TEXT SHOWN:
This presents a dilemma for the Japanese men: they like that Japanese women are putting a nice, kind face on the colonialism, and they like all the money the women are making for the motherland. But they don’t like how “their” women are too friendly with the natives, and learning too many Chinese customs. Thus there are a lot of predictable scandalous articles about “hysterical” women. This buzzword ALSO eventually catches on in Tokyo womens' magazines, AFTER it is popular in the colonies.



Japan conquers Korea. I’m not sure how this went down. I think they didn't invade but just intimidated the Korean emperor into signing a treaty?

1911 :

after six years, the main infrastructure in Manchura is completed. Millions of miles of train tracks have been added, and gigantic, super-advanced ports have been constructed. Now all they need is some Japanese investors and big businesses to come in and take advantage of the infrastructure (and the almost free coolie labor) and Japan can basically double its economy. If they can find investors and companies. Help!


The Japanese government hires Mr. Aioi to do a report on Manchuia, to persuade Japanese businesses to come there and start milking this here cow. Aioi reports that there’s now over a million immigrant coolies in Manchuria, they work dirt cheap, and what little wages you pay them, you can get back by selling them Japanese stuff. In fact most coolies are so poor, they cannot afford even dormitory housing and they sleep outside in the bitter cold. Migrants from central china traveling to Manchuria by boat not only sleep in the hold, but are classified on shipping documents as a type of cargo.


Journalist Ishimori Seiichi writes a bunch of really unique articles for the KOREA REVIEW tabloid. He goes undercover as : a North Chinese coolie, an elderly Korean male drifter in Seoul, a Japanese hooker in Seoul, a French detective tracking Russian criminals in Manchuria and Russia, an elderly Russian man in Dailan, and a poor Japanese migrant worker in Seoul. Aside from being brave, crazy, and super “Black Like Me” style, the popularity of Ishimori’s articles reveal a sort of paradox of his readers’ state of mind: colonial Japanese want to dominate the natives, but they also kind of dream of wanting to be the natives, to be “down,” to see what only the natives want to see. They want Japan to take over Asia and “civilize” it, but also delight in the down-and-out perversion, violence, and ghetto craziness of the frontier.

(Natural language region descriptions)

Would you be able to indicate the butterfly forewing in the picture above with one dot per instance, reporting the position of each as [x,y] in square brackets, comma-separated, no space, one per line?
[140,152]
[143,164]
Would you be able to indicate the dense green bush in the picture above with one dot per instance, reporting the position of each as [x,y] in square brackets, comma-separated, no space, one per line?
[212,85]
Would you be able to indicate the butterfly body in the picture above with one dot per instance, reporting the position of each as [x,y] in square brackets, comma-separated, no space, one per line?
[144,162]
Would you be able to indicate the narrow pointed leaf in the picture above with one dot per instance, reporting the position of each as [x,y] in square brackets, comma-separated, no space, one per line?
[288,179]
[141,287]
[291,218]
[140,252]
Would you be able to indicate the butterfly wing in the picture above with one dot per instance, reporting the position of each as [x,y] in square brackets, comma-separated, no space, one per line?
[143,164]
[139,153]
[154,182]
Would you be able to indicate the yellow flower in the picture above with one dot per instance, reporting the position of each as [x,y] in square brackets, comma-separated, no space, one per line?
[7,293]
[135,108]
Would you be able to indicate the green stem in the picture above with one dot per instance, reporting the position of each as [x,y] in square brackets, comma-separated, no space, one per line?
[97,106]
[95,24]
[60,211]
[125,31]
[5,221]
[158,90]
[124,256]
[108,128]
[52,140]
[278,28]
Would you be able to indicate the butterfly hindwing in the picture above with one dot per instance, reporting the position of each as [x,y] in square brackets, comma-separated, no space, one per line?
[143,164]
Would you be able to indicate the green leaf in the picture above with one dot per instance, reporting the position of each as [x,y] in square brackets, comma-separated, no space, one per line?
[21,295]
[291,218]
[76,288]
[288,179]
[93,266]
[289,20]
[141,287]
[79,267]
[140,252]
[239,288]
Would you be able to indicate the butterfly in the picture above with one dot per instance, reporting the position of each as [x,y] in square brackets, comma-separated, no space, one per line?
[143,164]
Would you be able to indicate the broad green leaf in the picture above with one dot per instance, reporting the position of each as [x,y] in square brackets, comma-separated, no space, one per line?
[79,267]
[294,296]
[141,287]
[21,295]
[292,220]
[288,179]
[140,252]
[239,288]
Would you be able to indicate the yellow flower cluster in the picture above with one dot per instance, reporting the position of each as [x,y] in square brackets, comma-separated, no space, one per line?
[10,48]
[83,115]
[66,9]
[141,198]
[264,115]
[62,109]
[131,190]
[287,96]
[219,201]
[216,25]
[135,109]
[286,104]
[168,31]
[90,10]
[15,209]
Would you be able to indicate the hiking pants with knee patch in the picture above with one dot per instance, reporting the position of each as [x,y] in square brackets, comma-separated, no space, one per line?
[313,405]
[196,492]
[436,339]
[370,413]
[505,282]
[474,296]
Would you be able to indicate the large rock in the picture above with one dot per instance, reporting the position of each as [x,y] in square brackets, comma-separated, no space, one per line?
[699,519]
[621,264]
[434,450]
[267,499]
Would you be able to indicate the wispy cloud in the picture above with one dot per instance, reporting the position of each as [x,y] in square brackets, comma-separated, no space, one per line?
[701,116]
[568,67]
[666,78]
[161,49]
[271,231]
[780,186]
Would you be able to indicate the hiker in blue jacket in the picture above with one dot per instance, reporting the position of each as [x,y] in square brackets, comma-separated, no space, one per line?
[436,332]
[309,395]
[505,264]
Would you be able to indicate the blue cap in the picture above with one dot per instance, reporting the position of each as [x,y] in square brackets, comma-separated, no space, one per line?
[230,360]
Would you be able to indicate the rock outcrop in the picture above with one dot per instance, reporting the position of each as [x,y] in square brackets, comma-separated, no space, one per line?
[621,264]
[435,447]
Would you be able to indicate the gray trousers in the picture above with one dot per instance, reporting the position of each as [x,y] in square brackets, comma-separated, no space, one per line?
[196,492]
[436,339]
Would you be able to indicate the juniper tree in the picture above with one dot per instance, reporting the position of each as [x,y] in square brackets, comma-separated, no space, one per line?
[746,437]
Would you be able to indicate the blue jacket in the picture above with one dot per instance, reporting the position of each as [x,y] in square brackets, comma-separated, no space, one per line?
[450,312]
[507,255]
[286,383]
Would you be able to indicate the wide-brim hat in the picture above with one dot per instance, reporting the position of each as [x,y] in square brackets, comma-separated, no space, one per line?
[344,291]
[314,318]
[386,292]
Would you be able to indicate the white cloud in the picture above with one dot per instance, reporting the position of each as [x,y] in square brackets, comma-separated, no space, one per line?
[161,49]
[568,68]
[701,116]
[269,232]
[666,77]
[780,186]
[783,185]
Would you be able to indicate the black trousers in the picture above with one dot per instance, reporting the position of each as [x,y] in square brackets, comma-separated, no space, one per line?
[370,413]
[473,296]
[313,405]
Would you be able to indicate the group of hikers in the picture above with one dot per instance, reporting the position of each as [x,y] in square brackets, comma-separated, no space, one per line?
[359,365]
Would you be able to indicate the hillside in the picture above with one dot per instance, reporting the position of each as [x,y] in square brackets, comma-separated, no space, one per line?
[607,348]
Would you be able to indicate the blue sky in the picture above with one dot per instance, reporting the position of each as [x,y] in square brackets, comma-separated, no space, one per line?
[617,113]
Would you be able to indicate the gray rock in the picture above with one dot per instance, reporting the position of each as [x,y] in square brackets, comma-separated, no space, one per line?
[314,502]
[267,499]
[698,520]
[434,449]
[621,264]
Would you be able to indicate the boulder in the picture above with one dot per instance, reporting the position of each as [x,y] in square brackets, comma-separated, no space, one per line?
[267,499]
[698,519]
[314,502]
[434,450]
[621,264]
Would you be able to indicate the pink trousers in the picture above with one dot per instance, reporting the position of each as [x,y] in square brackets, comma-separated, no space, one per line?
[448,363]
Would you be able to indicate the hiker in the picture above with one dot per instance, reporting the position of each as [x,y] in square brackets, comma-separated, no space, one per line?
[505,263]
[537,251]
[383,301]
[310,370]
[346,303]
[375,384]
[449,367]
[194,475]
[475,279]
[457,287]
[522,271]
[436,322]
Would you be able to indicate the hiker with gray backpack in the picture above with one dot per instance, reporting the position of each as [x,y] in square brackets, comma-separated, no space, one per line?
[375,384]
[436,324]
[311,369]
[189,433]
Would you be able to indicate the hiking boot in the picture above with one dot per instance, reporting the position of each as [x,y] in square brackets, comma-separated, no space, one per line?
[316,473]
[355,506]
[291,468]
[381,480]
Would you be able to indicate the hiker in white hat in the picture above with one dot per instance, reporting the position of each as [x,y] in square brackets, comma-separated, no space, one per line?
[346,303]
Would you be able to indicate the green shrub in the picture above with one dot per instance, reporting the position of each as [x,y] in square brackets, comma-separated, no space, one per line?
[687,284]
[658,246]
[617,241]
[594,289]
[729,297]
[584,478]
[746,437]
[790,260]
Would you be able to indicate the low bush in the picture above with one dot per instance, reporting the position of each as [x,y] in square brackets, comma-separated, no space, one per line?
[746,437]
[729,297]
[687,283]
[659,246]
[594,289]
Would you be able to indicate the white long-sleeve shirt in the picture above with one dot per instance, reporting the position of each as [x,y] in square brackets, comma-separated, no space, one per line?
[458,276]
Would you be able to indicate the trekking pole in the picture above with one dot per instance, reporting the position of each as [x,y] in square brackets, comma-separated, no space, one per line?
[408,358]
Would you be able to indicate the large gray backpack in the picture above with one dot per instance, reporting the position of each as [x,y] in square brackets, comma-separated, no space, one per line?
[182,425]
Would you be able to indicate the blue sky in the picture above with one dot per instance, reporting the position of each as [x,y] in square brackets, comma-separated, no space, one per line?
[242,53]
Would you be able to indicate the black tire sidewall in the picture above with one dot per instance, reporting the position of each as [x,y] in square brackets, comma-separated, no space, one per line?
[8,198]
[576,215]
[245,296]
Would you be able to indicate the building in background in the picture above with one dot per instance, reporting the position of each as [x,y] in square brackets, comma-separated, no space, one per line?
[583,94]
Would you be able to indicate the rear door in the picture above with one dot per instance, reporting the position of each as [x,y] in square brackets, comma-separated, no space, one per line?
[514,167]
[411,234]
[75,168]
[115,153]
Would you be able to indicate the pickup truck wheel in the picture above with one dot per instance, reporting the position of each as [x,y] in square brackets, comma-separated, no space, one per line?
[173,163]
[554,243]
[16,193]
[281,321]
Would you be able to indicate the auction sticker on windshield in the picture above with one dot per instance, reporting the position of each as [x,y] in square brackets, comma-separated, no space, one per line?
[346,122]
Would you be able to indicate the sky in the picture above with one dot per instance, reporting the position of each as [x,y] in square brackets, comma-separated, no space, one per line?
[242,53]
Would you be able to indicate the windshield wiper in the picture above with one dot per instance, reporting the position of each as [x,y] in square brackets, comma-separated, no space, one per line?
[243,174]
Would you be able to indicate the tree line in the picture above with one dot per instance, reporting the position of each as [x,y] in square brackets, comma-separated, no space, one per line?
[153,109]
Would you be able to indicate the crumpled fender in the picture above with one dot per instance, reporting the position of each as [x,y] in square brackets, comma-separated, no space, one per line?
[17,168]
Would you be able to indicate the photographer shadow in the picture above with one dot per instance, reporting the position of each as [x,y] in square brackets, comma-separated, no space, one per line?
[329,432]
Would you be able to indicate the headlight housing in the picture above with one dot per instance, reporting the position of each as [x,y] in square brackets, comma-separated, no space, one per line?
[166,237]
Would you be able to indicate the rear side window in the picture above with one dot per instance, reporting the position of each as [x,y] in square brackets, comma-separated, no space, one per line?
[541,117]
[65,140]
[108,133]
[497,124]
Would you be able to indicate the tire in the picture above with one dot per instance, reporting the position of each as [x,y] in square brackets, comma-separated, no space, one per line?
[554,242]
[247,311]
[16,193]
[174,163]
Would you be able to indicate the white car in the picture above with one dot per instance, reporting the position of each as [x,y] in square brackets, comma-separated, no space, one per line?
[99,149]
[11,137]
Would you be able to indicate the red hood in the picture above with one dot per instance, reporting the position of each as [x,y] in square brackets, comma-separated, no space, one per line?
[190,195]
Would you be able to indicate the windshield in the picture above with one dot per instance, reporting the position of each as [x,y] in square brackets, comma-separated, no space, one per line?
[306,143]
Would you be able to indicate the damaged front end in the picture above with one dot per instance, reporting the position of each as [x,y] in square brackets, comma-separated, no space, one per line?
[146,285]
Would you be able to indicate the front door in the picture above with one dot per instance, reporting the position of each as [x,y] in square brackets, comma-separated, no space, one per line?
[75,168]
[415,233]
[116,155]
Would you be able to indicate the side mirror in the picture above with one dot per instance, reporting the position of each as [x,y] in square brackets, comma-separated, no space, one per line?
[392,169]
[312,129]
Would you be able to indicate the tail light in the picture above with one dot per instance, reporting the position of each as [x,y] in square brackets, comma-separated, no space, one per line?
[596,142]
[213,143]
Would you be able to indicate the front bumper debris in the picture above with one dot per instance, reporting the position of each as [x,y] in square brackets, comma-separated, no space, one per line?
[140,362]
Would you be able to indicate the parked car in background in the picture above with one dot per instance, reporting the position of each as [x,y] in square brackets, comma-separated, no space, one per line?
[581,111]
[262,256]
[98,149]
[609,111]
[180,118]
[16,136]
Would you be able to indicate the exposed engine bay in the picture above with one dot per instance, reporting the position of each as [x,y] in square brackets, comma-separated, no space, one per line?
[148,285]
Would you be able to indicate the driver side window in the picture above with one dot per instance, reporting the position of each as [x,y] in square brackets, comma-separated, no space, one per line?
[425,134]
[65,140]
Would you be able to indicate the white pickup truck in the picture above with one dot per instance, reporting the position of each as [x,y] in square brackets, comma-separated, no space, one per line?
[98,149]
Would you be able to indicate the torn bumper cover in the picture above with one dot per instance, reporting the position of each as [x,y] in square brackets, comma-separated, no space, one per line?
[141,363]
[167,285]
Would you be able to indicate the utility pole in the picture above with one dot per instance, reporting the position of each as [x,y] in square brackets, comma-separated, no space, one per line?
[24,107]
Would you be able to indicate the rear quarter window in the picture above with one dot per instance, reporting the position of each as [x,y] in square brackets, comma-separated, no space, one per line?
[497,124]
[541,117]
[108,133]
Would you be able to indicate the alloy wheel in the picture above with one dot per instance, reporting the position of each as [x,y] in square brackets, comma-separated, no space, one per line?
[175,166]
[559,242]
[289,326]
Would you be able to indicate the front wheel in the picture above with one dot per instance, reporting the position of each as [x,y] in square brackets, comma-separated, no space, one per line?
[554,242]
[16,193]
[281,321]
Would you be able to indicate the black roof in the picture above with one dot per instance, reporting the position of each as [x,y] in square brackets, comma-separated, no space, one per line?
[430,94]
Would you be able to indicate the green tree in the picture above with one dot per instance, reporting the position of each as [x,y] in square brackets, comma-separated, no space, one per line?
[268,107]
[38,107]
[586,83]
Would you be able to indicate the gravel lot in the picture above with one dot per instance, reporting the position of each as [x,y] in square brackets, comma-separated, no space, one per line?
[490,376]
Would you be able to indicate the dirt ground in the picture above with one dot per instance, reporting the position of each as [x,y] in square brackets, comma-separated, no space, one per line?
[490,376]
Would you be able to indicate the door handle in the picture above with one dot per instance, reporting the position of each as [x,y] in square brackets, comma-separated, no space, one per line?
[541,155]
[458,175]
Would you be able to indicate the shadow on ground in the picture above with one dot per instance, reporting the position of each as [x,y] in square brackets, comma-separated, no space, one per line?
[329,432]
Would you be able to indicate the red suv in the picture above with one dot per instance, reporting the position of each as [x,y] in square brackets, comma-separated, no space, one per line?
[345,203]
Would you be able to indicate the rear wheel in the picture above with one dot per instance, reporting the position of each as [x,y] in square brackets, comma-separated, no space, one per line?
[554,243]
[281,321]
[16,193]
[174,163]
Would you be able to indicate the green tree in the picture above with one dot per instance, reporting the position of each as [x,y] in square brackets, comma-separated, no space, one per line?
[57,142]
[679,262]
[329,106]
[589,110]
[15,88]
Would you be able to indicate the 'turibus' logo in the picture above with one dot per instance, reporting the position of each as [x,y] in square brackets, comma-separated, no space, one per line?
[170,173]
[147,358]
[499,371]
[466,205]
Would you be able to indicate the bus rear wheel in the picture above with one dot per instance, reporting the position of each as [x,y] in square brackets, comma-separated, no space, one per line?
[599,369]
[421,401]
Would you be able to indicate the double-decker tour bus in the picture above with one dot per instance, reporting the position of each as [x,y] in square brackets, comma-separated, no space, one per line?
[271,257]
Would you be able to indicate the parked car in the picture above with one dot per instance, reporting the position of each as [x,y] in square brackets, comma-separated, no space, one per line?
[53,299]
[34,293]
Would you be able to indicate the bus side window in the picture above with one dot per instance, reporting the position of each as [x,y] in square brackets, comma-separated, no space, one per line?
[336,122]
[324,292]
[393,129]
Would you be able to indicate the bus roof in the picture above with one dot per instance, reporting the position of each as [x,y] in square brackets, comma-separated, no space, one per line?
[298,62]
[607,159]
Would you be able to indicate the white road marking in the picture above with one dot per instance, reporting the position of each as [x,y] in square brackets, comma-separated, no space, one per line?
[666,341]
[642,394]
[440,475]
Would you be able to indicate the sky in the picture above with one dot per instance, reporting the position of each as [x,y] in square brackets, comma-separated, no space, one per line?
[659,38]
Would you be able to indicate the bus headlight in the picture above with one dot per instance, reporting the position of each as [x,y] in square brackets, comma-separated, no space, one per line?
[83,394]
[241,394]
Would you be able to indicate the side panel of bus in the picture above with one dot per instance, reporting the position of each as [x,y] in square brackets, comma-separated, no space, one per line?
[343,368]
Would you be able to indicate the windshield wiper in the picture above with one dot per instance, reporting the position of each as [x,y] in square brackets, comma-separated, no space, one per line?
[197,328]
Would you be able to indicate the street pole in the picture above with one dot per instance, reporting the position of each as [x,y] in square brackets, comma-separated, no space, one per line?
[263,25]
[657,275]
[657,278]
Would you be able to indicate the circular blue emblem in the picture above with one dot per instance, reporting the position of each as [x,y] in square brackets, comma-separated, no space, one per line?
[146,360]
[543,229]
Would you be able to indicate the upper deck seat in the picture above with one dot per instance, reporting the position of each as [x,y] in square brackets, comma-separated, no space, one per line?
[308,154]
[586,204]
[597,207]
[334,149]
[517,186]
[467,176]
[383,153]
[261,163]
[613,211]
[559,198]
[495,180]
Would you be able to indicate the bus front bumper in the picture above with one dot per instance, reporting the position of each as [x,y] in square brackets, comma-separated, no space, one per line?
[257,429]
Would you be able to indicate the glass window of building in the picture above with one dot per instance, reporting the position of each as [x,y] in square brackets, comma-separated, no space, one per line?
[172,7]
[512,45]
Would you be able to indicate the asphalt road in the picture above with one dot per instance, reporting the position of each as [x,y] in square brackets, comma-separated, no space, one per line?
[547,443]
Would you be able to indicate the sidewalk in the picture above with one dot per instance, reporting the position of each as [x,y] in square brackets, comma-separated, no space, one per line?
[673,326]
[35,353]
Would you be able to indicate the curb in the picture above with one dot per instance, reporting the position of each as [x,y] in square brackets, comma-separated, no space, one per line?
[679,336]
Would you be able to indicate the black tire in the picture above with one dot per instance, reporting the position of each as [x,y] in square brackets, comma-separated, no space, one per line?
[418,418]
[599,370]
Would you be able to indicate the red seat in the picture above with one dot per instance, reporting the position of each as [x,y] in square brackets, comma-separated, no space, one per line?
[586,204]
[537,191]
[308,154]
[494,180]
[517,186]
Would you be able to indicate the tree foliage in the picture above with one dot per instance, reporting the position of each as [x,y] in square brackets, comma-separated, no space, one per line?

DIRECTIONS: Continue the piece on Japan's colonial push into Manchuria and Korea, picking up right after its last sentence.

TASK ANSWER:
1913 –

The magazine KOREA REVIEW has a monthly column called KIKI KAIKAI HENGEN SHUTSU BOTSUSEN (STRANGE UNCANNY ILLUSIONS THAT APPEAR AND DISAPPEAR) by Ishimoi Seiichi. This column – far from saying colonies are great – does exposes on the most gritty, ghetto, wild-west parts of colonial life. But this makes it much more popular than simple propaganda would have been.  Hysterical women, female gangsters, black markets, corrupt colonial authorities, Chinese warlords,  Russian gangsters, and all.



Nakamura Kyoko starts a sexology journal called ABNORMAL PSYCHOLOGY, which runs until 1926, kicking off the “sexology boom.” He says lot of things, but the main one to remember here is: modern living makes everyone hentai, and that’s ok.


Japanese human traffickers now kidnapping Chinese women. The number of pimps / traffickers in North China is estimated to be around 400. One pimp is later quoted after the war as saying that “2/3 of the big Japanese businesses in Manchuria were started by former pimps who made enough money to go legit.”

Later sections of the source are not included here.